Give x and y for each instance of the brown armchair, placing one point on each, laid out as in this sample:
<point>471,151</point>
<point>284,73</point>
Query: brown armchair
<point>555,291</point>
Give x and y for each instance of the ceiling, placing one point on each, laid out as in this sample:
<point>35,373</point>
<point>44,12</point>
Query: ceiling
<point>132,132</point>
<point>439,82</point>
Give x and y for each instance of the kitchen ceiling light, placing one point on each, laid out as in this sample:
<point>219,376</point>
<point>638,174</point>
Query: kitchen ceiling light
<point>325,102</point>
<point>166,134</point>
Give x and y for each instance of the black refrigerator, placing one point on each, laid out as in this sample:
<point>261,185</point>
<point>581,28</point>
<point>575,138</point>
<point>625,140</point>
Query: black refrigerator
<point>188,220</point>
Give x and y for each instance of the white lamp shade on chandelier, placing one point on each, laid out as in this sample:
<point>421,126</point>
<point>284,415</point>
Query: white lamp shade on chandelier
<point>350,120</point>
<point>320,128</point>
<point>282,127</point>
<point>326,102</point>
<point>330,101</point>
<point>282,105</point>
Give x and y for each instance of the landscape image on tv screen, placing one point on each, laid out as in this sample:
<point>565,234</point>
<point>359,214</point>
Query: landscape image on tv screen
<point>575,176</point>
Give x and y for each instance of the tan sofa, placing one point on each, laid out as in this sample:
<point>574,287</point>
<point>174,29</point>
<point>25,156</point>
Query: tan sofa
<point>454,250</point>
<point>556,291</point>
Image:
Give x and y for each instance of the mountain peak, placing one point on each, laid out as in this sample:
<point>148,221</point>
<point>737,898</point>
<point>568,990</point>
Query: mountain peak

--------------------

What the task asks:
Reproduce all the entries above, switching every "placing one point on each" to "putting a single point on each" and leaving everything else unchanged.

Written answer:
Give x and y for each instance of the brown armchair, putting a single point on each, laid out as in this sample:
<point>471,151</point>
<point>284,73</point>
Query: brown armchair
<point>555,291</point>
Give x and y for each instance of the ceiling, putting a single point on each, laid out as in this sample:
<point>35,373</point>
<point>44,12</point>
Query: ceiling
<point>132,132</point>
<point>439,82</point>
Give x and y for each instance of the kitchen ceiling light, putting a single point on each, laid out as in this sample:
<point>219,376</point>
<point>638,174</point>
Query: kitchen ceiling light
<point>325,102</point>
<point>166,134</point>
Give x and y for each instance of the black refrigerator, putting a single point on each, laid out as in this sample:
<point>261,185</point>
<point>581,28</point>
<point>575,138</point>
<point>625,140</point>
Query: black refrigerator
<point>188,220</point>
Give x and y for each instance of the white lamp shade on chandelier, putting a single point on each, laid out as in this sample:
<point>421,126</point>
<point>284,415</point>
Query: white lamp shade on chandelier
<point>350,120</point>
<point>320,128</point>
<point>282,127</point>
<point>326,102</point>
<point>330,101</point>
<point>282,105</point>
Give x and y for each instance of the landscape image on tv screen, putting a single point on each, laid out as in this sample:
<point>565,234</point>
<point>359,214</point>
Query: landscape image on tv screen
<point>575,176</point>
Give x and y for each instance of the tan sofa, putting a single point on each, laid out as in this sample:
<point>574,287</point>
<point>174,29</point>
<point>25,156</point>
Query: tan sofa
<point>454,250</point>
<point>556,291</point>
Image:
Give x and y for each instance of the mountain peak, putting a single point on each, laid out as in this sample:
<point>148,221</point>
<point>737,898</point>
<point>568,990</point>
Query: mountain peak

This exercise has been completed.